◆ Exercise instructions:
In the listing below, find every line with the string "ceiling" and pull it out.

Start of Dataset extract

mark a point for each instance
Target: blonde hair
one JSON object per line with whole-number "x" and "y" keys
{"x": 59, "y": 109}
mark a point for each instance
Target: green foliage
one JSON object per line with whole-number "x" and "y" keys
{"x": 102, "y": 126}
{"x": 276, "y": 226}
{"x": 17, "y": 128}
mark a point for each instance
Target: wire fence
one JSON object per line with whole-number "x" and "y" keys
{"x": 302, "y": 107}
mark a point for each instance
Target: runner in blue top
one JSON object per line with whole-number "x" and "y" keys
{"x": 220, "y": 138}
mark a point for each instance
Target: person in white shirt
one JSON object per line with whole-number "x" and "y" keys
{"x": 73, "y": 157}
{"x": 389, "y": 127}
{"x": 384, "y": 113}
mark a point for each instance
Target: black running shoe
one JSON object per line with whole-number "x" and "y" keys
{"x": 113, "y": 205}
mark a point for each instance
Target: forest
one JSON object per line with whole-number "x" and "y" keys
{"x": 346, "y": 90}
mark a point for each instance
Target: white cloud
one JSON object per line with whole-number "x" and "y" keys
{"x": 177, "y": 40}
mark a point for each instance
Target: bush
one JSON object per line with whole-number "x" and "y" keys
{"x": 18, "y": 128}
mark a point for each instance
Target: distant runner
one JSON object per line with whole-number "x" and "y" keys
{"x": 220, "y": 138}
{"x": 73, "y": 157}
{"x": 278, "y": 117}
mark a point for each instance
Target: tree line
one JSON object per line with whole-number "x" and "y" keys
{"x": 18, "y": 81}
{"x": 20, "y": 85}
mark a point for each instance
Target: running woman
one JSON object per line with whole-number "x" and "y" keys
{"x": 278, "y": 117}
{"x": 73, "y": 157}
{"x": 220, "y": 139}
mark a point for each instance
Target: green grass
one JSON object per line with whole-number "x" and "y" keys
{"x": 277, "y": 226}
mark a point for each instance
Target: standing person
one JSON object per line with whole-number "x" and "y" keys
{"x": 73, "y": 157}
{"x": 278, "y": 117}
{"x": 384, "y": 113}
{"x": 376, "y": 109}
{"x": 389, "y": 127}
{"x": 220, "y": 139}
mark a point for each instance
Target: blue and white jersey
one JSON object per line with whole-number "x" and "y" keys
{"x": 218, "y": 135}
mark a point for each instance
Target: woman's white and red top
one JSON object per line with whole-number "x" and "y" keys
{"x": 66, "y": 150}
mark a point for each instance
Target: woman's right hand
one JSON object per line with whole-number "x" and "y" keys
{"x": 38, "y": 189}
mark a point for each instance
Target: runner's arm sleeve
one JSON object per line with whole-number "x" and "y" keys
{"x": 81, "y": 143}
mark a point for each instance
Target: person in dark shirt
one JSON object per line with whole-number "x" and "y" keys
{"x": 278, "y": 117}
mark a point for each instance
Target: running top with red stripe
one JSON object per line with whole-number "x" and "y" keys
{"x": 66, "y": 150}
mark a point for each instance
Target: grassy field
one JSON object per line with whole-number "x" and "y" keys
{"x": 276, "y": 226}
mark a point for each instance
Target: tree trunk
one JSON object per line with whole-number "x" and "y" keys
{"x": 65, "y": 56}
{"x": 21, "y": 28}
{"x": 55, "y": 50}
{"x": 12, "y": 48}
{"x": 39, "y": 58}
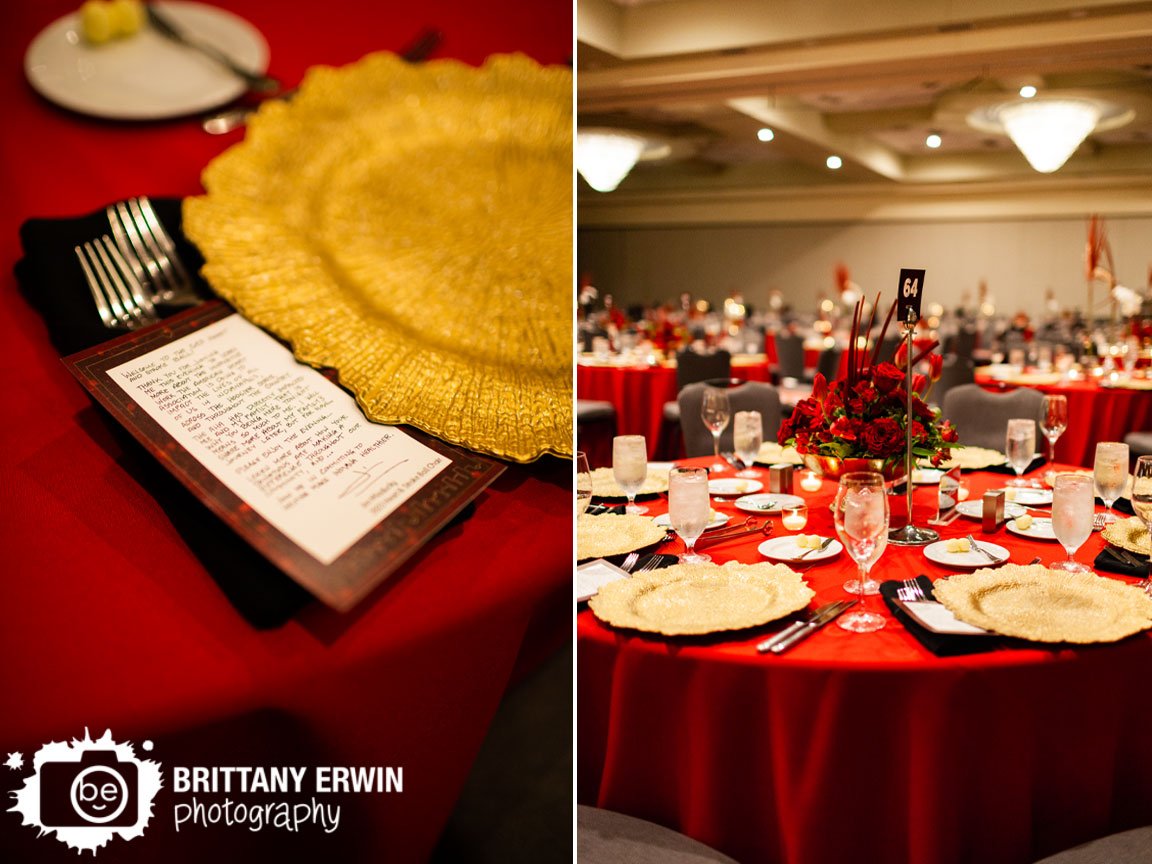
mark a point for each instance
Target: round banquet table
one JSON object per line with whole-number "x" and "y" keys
{"x": 866, "y": 747}
{"x": 114, "y": 621}
{"x": 1094, "y": 414}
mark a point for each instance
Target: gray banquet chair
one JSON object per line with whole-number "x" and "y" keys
{"x": 748, "y": 396}
{"x": 604, "y": 836}
{"x": 982, "y": 417}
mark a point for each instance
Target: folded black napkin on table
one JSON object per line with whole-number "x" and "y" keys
{"x": 51, "y": 279}
{"x": 939, "y": 644}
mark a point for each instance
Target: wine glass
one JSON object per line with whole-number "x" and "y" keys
{"x": 748, "y": 436}
{"x": 629, "y": 467}
{"x": 715, "y": 411}
{"x": 583, "y": 483}
{"x": 1054, "y": 423}
{"x": 689, "y": 509}
{"x": 1142, "y": 505}
{"x": 1071, "y": 516}
{"x": 861, "y": 513}
{"x": 1021, "y": 447}
{"x": 1111, "y": 474}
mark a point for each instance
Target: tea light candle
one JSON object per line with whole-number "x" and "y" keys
{"x": 810, "y": 482}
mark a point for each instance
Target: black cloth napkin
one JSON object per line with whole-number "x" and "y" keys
{"x": 939, "y": 644}
{"x": 51, "y": 279}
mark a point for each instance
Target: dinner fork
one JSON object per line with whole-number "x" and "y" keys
{"x": 151, "y": 252}
{"x": 120, "y": 298}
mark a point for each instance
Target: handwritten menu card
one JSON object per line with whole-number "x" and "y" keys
{"x": 282, "y": 454}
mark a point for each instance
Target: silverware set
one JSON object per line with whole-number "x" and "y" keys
{"x": 134, "y": 267}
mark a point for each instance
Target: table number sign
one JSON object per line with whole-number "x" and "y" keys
{"x": 280, "y": 452}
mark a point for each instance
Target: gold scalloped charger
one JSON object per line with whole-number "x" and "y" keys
{"x": 1040, "y": 605}
{"x": 615, "y": 535}
{"x": 1128, "y": 533}
{"x": 409, "y": 225}
{"x": 697, "y": 599}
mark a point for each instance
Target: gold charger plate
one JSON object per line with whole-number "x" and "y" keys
{"x": 614, "y": 535}
{"x": 696, "y": 599}
{"x": 604, "y": 483}
{"x": 409, "y": 225}
{"x": 1033, "y": 603}
{"x": 1129, "y": 533}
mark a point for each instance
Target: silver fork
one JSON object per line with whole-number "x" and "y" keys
{"x": 120, "y": 298}
{"x": 150, "y": 251}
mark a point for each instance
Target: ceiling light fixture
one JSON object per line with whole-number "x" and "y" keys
{"x": 1048, "y": 130}
{"x": 604, "y": 157}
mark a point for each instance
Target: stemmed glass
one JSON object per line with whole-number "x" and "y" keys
{"x": 1071, "y": 517}
{"x": 583, "y": 483}
{"x": 1111, "y": 474}
{"x": 715, "y": 411}
{"x": 689, "y": 509}
{"x": 1021, "y": 447}
{"x": 629, "y": 467}
{"x": 1142, "y": 505}
{"x": 861, "y": 513}
{"x": 1054, "y": 422}
{"x": 748, "y": 436}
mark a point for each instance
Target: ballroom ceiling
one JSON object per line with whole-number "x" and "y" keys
{"x": 866, "y": 82}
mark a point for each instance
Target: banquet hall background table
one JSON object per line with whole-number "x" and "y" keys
{"x": 114, "y": 620}
{"x": 866, "y": 747}
{"x": 1094, "y": 414}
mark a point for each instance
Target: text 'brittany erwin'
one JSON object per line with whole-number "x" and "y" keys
{"x": 288, "y": 779}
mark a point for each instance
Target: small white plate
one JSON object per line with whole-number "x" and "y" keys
{"x": 718, "y": 518}
{"x": 144, "y": 76}
{"x": 767, "y": 502}
{"x": 1029, "y": 497}
{"x": 975, "y": 509}
{"x": 1039, "y": 530}
{"x": 734, "y": 486}
{"x": 938, "y": 553}
{"x": 786, "y": 551}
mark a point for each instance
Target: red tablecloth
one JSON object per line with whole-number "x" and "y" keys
{"x": 639, "y": 393}
{"x": 111, "y": 621}
{"x": 1094, "y": 414}
{"x": 865, "y": 747}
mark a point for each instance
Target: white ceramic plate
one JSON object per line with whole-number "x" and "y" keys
{"x": 767, "y": 502}
{"x": 734, "y": 486}
{"x": 938, "y": 553}
{"x": 718, "y": 518}
{"x": 786, "y": 550}
{"x": 975, "y": 509}
{"x": 144, "y": 76}
{"x": 1039, "y": 530}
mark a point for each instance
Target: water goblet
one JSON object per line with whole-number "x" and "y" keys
{"x": 748, "y": 436}
{"x": 861, "y": 513}
{"x": 689, "y": 509}
{"x": 1109, "y": 470}
{"x": 1021, "y": 447}
{"x": 1054, "y": 422}
{"x": 629, "y": 467}
{"x": 1071, "y": 517}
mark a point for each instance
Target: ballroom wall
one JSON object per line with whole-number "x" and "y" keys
{"x": 1018, "y": 258}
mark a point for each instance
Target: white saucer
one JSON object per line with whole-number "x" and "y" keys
{"x": 767, "y": 502}
{"x": 786, "y": 550}
{"x": 144, "y": 76}
{"x": 734, "y": 486}
{"x": 938, "y": 553}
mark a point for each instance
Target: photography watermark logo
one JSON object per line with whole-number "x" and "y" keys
{"x": 88, "y": 791}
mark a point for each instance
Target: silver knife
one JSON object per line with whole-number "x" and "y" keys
{"x": 823, "y": 614}
{"x": 811, "y": 627}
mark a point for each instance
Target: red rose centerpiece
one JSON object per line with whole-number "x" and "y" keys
{"x": 859, "y": 422}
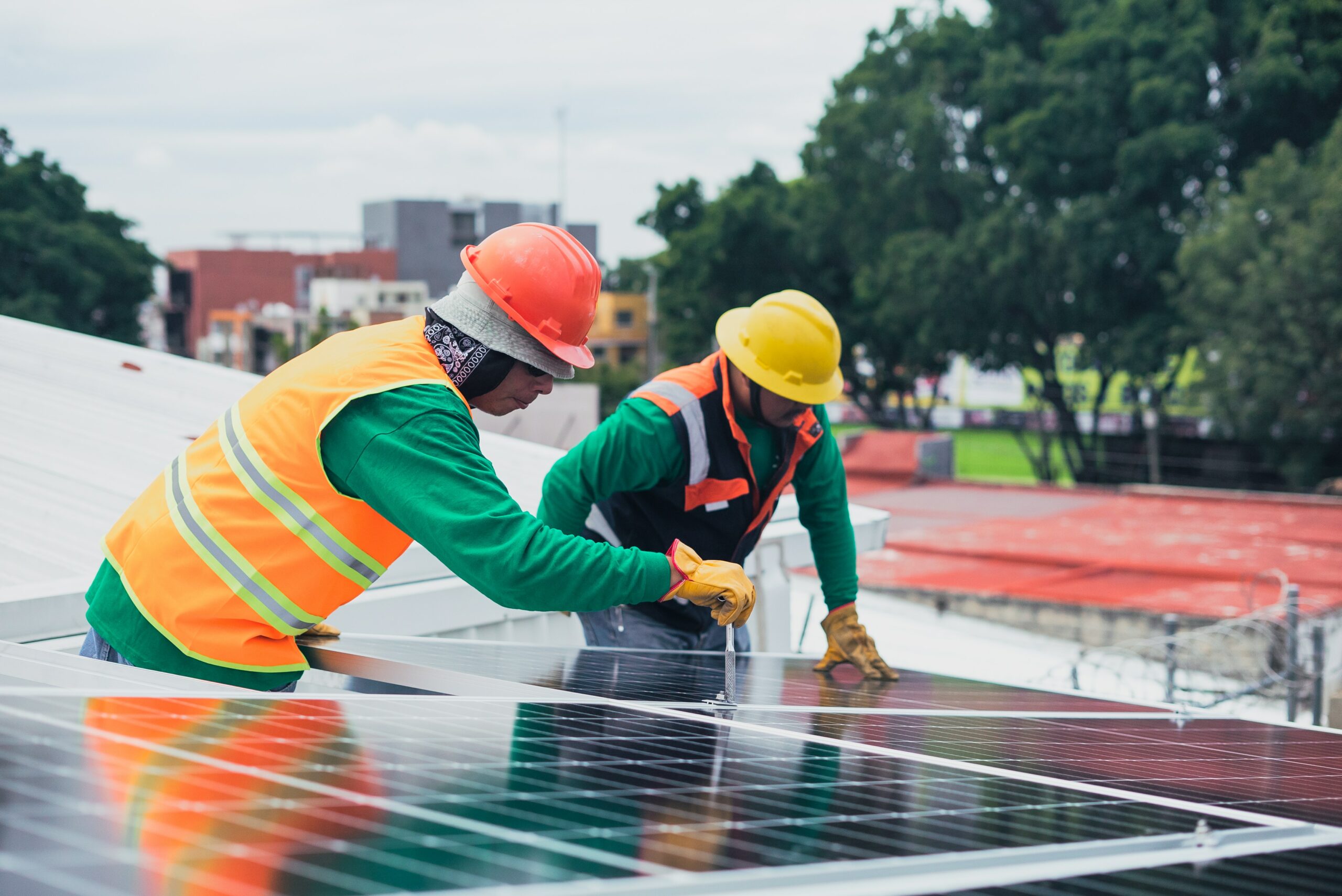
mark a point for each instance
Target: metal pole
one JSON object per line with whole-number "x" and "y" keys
{"x": 1171, "y": 660}
{"x": 1317, "y": 708}
{"x": 1293, "y": 648}
{"x": 806, "y": 623}
{"x": 561, "y": 117}
{"x": 653, "y": 355}
{"x": 1152, "y": 423}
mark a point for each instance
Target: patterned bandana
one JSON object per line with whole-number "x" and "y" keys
{"x": 471, "y": 365}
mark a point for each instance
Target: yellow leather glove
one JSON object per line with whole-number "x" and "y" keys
{"x": 720, "y": 585}
{"x": 850, "y": 643}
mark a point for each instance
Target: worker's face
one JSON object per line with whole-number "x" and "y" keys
{"x": 777, "y": 411}
{"x": 520, "y": 388}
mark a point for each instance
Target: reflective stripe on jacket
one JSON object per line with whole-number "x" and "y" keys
{"x": 242, "y": 542}
{"x": 717, "y": 506}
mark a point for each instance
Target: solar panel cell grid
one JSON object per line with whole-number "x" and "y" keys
{"x": 690, "y": 678}
{"x": 1278, "y": 770}
{"x": 131, "y": 794}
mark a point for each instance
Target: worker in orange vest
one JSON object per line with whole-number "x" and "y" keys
{"x": 305, "y": 490}
{"x": 704, "y": 452}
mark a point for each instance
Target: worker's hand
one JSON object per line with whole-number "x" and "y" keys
{"x": 850, "y": 643}
{"x": 720, "y": 585}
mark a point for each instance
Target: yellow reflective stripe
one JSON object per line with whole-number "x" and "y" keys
{"x": 290, "y": 509}
{"x": 149, "y": 617}
{"x": 226, "y": 561}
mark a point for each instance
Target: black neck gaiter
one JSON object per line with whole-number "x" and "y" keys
{"x": 471, "y": 365}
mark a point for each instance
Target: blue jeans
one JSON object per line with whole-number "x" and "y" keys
{"x": 96, "y": 648}
{"x": 624, "y": 627}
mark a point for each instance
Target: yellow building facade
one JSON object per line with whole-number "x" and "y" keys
{"x": 621, "y": 331}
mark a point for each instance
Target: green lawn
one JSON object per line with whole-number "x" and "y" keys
{"x": 992, "y": 455}
{"x": 988, "y": 455}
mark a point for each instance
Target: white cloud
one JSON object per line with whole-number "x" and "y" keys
{"x": 152, "y": 157}
{"x": 203, "y": 118}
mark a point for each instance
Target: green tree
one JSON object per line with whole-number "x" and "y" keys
{"x": 722, "y": 254}
{"x": 62, "y": 264}
{"x": 615, "y": 381}
{"x": 1005, "y": 187}
{"x": 1261, "y": 285}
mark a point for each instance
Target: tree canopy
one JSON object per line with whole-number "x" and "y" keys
{"x": 996, "y": 188}
{"x": 1262, "y": 286}
{"x": 61, "y": 262}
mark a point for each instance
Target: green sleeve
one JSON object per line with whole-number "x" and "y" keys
{"x": 416, "y": 461}
{"x": 633, "y": 450}
{"x": 823, "y": 509}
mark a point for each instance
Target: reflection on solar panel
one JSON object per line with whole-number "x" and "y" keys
{"x": 593, "y": 784}
{"x": 674, "y": 676}
{"x": 1274, "y": 769}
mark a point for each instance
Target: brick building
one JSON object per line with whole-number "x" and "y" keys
{"x": 204, "y": 281}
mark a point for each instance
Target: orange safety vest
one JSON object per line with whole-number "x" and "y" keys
{"x": 242, "y": 542}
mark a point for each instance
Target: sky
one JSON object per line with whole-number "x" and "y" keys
{"x": 198, "y": 120}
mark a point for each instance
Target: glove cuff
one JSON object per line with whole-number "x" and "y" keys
{"x": 677, "y": 568}
{"x": 839, "y": 612}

End of Dataset extract

◆ Result for this task:
Target: ceiling light fixture
Target: ballroom ceiling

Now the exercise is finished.